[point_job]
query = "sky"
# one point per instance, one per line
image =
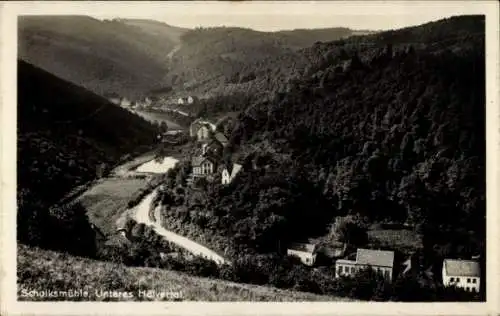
(268, 15)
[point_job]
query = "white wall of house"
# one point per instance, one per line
(207, 167)
(307, 258)
(225, 177)
(465, 282)
(202, 133)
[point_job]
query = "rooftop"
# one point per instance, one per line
(381, 258)
(303, 247)
(462, 267)
(221, 138)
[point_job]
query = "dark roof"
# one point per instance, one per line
(462, 267)
(221, 138)
(198, 160)
(381, 258)
(303, 247)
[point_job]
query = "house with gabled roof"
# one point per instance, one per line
(465, 274)
(229, 172)
(381, 261)
(221, 138)
(305, 252)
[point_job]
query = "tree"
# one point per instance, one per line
(350, 230)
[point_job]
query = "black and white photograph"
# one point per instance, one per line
(168, 153)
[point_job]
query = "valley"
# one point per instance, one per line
(346, 164)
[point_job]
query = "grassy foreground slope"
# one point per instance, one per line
(48, 270)
(65, 133)
(102, 56)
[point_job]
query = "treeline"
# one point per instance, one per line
(397, 137)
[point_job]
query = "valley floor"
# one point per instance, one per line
(42, 270)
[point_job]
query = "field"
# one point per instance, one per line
(106, 201)
(41, 269)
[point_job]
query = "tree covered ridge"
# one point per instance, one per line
(399, 133)
(65, 133)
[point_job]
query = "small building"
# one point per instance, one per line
(464, 274)
(203, 166)
(197, 124)
(230, 172)
(305, 252)
(125, 102)
(203, 132)
(381, 261)
(115, 100)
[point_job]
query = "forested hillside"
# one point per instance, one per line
(102, 56)
(65, 134)
(397, 134)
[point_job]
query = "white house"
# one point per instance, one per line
(381, 261)
(305, 252)
(202, 166)
(197, 124)
(229, 172)
(203, 132)
(465, 274)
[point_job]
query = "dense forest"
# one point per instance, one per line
(66, 137)
(380, 129)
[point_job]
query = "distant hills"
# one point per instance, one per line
(133, 57)
(64, 134)
(41, 269)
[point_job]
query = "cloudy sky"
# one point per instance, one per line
(267, 15)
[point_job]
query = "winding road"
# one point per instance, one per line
(141, 214)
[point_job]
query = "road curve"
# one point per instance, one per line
(141, 215)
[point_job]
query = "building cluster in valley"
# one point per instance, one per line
(465, 274)
(179, 105)
(207, 162)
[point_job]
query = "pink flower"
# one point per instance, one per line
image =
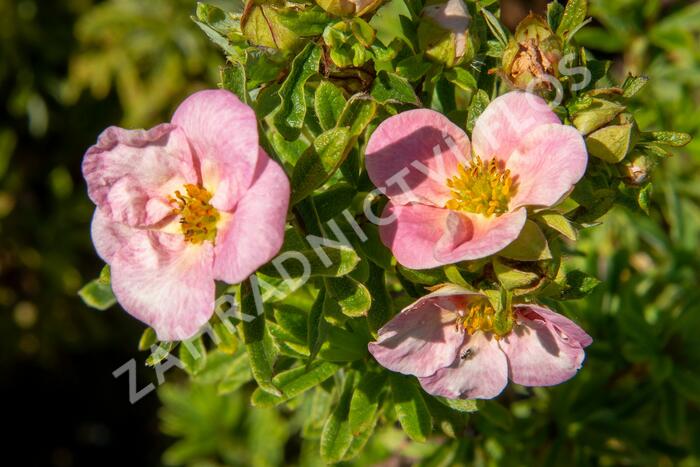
(446, 339)
(182, 205)
(449, 205)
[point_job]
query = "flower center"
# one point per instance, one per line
(198, 218)
(482, 188)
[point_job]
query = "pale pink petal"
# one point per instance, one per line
(414, 233)
(568, 331)
(420, 340)
(537, 354)
(255, 232)
(410, 155)
(547, 164)
(506, 120)
(223, 132)
(131, 173)
(471, 236)
(165, 282)
(479, 372)
(108, 236)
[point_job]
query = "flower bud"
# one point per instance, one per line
(349, 7)
(636, 170)
(532, 56)
(443, 33)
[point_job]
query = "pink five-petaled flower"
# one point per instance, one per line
(446, 339)
(447, 205)
(182, 205)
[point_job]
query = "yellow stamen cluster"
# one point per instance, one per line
(198, 218)
(478, 315)
(482, 188)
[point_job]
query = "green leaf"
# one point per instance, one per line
(354, 298)
(423, 276)
(294, 382)
(148, 339)
(233, 78)
(531, 245)
(410, 407)
(380, 310)
(413, 68)
(340, 262)
(462, 78)
(304, 22)
(364, 405)
(328, 104)
(193, 355)
(577, 284)
(238, 374)
(558, 222)
(675, 139)
(357, 114)
(373, 248)
(461, 405)
(314, 323)
(342, 345)
(612, 143)
(98, 294)
(574, 14)
(337, 437)
(392, 88)
(320, 162)
(476, 107)
(512, 278)
(554, 14)
(333, 201)
(644, 197)
(289, 119)
(255, 336)
(393, 21)
(633, 84)
(497, 29)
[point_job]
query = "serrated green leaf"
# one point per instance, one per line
(294, 382)
(255, 335)
(96, 294)
(328, 104)
(337, 438)
(558, 222)
(391, 88)
(364, 404)
(531, 245)
(320, 162)
(289, 119)
(353, 298)
(574, 14)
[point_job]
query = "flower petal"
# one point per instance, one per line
(537, 354)
(413, 234)
(420, 340)
(224, 134)
(108, 236)
(255, 232)
(165, 282)
(568, 330)
(506, 120)
(547, 163)
(411, 154)
(131, 173)
(479, 372)
(472, 236)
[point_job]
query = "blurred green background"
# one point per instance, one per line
(69, 68)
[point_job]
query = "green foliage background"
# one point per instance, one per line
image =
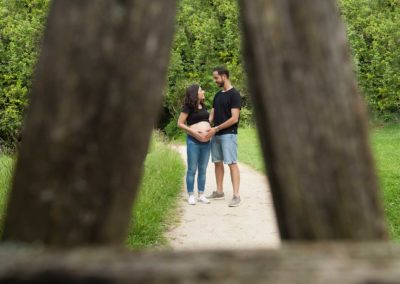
(374, 35)
(207, 35)
(21, 24)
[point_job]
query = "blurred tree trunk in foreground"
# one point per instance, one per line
(311, 121)
(95, 99)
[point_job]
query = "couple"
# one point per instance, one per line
(220, 140)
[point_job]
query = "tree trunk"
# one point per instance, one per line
(95, 99)
(311, 121)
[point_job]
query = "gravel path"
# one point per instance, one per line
(217, 226)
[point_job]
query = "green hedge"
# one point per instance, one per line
(374, 35)
(21, 24)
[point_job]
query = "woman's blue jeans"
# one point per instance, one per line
(198, 155)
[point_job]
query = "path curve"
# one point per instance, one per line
(217, 226)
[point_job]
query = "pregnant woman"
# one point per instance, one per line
(195, 120)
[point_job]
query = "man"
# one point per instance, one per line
(225, 115)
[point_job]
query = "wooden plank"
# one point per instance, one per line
(294, 263)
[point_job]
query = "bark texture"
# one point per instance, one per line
(96, 96)
(325, 263)
(311, 121)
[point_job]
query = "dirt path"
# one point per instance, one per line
(217, 226)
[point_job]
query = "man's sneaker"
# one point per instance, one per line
(235, 201)
(216, 195)
(203, 199)
(192, 200)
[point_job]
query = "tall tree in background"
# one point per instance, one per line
(207, 35)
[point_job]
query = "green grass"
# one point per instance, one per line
(249, 151)
(155, 206)
(6, 165)
(386, 147)
(386, 150)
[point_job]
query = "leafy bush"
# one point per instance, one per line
(374, 35)
(21, 24)
(207, 35)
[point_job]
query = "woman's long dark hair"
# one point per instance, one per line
(192, 97)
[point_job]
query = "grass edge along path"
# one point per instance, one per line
(155, 208)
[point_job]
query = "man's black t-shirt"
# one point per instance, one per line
(195, 116)
(222, 104)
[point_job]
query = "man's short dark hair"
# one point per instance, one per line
(221, 71)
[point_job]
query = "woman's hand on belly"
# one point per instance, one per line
(200, 130)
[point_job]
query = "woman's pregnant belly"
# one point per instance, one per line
(201, 127)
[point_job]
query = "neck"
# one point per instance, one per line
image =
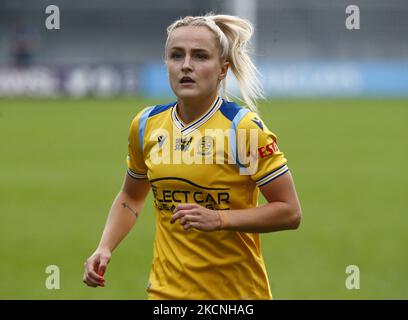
(190, 110)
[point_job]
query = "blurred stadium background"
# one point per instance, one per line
(337, 99)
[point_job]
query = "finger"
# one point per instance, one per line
(89, 282)
(92, 274)
(102, 265)
(92, 281)
(185, 206)
(94, 277)
(190, 225)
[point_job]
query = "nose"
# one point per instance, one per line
(187, 64)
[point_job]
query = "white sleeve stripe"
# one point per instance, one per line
(272, 175)
(136, 175)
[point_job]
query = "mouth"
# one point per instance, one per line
(186, 80)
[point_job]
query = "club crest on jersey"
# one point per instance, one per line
(205, 146)
(258, 122)
(160, 140)
(268, 150)
(183, 144)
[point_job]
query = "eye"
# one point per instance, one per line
(201, 56)
(176, 55)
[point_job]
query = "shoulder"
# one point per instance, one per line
(148, 112)
(241, 117)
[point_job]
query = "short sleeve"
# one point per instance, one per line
(136, 166)
(270, 161)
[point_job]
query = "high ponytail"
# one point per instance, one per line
(233, 34)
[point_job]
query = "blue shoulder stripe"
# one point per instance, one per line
(160, 108)
(142, 125)
(230, 109)
(147, 113)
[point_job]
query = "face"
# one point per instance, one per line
(193, 63)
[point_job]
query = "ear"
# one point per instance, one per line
(224, 70)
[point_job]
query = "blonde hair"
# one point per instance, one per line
(233, 34)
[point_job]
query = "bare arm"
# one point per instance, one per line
(122, 216)
(281, 213)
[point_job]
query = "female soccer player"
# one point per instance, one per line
(205, 159)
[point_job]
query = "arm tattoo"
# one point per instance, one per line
(124, 205)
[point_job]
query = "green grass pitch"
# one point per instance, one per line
(62, 162)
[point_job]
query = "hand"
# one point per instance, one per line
(196, 216)
(95, 268)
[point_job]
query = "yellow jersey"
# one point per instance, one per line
(217, 161)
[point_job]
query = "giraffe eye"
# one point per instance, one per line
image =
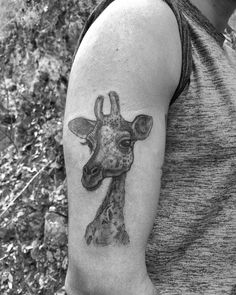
(125, 143)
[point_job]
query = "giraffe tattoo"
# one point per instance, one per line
(111, 141)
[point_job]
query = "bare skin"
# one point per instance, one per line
(217, 12)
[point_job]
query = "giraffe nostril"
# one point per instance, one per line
(91, 171)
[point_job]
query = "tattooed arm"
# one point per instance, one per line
(121, 83)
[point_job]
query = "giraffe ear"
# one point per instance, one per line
(81, 127)
(142, 126)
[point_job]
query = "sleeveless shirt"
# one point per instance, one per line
(192, 248)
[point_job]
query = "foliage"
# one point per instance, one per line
(37, 42)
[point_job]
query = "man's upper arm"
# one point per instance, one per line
(121, 83)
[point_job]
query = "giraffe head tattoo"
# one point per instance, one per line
(110, 139)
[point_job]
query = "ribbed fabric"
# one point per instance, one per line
(192, 249)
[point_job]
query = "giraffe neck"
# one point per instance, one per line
(115, 195)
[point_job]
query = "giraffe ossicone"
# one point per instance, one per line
(111, 140)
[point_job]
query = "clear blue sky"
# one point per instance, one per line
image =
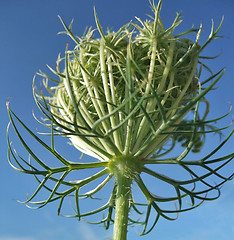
(29, 41)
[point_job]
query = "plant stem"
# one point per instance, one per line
(122, 206)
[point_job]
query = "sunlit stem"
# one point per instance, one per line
(125, 168)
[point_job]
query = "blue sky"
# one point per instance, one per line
(29, 41)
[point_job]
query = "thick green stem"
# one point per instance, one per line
(122, 207)
(125, 168)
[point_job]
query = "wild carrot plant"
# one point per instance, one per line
(127, 98)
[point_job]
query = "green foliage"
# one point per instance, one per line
(125, 97)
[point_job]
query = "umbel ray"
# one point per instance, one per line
(127, 99)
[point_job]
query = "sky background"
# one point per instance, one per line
(29, 41)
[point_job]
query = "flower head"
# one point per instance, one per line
(122, 98)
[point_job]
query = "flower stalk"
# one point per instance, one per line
(127, 99)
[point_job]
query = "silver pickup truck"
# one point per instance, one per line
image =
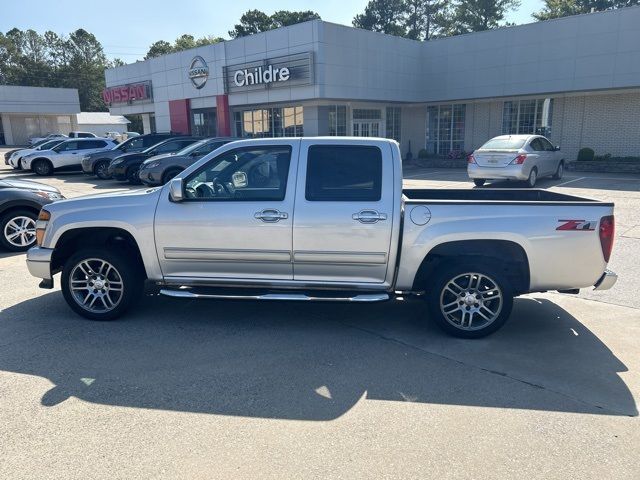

============================================================

ACTIVITY
Provide the number of lines in the entries above on which the string "shirt" is found, and no other text.

EXPECTED OUTPUT
2